━━━━━ Dokument źródłowy

Żakiet jest typem ubrania, który
bardzo lubię. Najlepiej jeśli ma na tyle uniwersalny krój, aby założyć go
zarówno do sukienki, jak i spodni. Mimo to, w mojej szafie nie ma ich za wiele,
więc postanowiłam to zmienić i uszyć sobie taki, który spełni moje oczekiwania.
W poszukiwaniu idealnego żakietu
obejrzałam chyba wszystkie dostępne modele na stronie Burdy i zdecydowałam się
na jeden z nich. Model 107 z wydania Burda 6/2012 od razu mi się spodobał :) Chciałam, aby żakiet był odpowiedni
na wiosnę i lato, więc zdecydowałam się uszyć go z lnu w kolorze brudnego różu oraz
wiskozowej podszewki.
Żakiet powstawał w tempie slow. Od
początku miałam założenie, że będę szyła go powoli i dokładnie. Uszycie takiego
modelu wymaga już trochę wiedzy technicznej, której jeszcze mi brakuje, więc
żakiet powstawał w czasie kursu szycia, pod czujnym okiem mojej instruktorki. Dzięki
temu nauczyłam się naprawdę wiele. Wszystkie poszczególne elementy uszyłam
sama. Jednak możliwość zapytania na każdym etapie „to co teraz?” oraz rady
mojej instruktorki, zwłaszcza te dotyczące szycia rewersowego kołnierza, były
bezcenne! Na tym etapie moich umiejętności raczej nie dałabym sobie sama z nim
rady.

━━━━━━━━━━
━━━━━ Wyciąg danych

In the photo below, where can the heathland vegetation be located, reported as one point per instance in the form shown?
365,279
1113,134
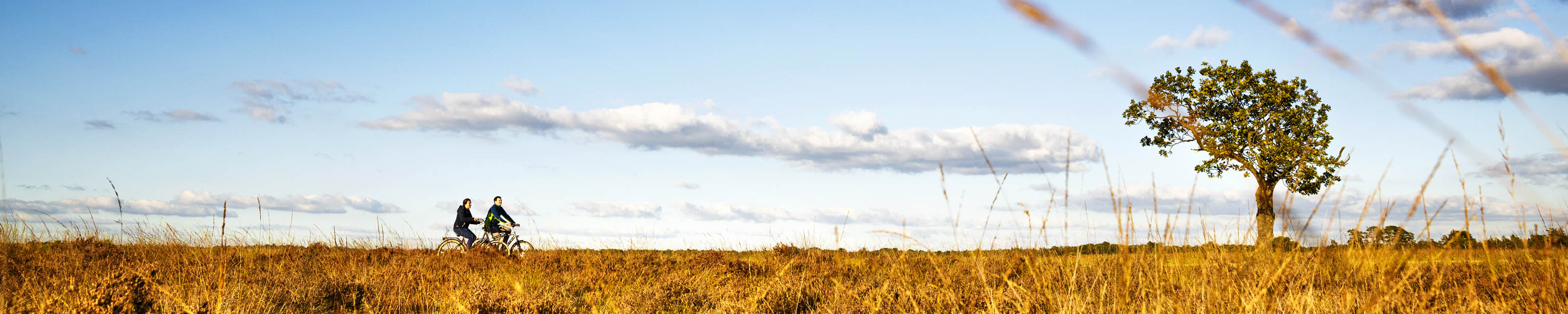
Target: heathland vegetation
1380,271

━━━━━━━━━━

## [Polecenia]
a. Który model z Burdy wybrano według tekstu o szyciu żakietu?
b. Przepisz wiernie z tekstu o szyciu żakietu fragment, który zaczyna się od „Żakiet jest typem”, a kończy na „wiskozowej podszewki.”.

## [Odpowiedzi]
a. Model 107 z wydania Burda 6/2012.

b.
Żakiet jest typem ubrania, który
bardzo lubię. Najlepiej jeśli ma na tyle uniwersalny krój, aby założyć go
zarówno do sukienki, jak i spodni. Mimo to, w mojej szafie nie ma ich za wiele,
więc postanowiłam to zmienić i uszyć sobie taki, który spełni moje oczekiwania.
W poszukiwaniu idealnego żakietu
obejrzałam chyba wszystkie dostępne modele na stronie Burdy i zdecydowałam się
na jeden z nich. Model 107 z wydania Burda 6/2012 od razu mi się spodobał :) Chciałam, aby żakiet był odpowiedni
na wiosnę i lato, więc zdecydowałam się uszyć go z lnu w kolorze brudnego różu oraz
wiskozowej podszewki.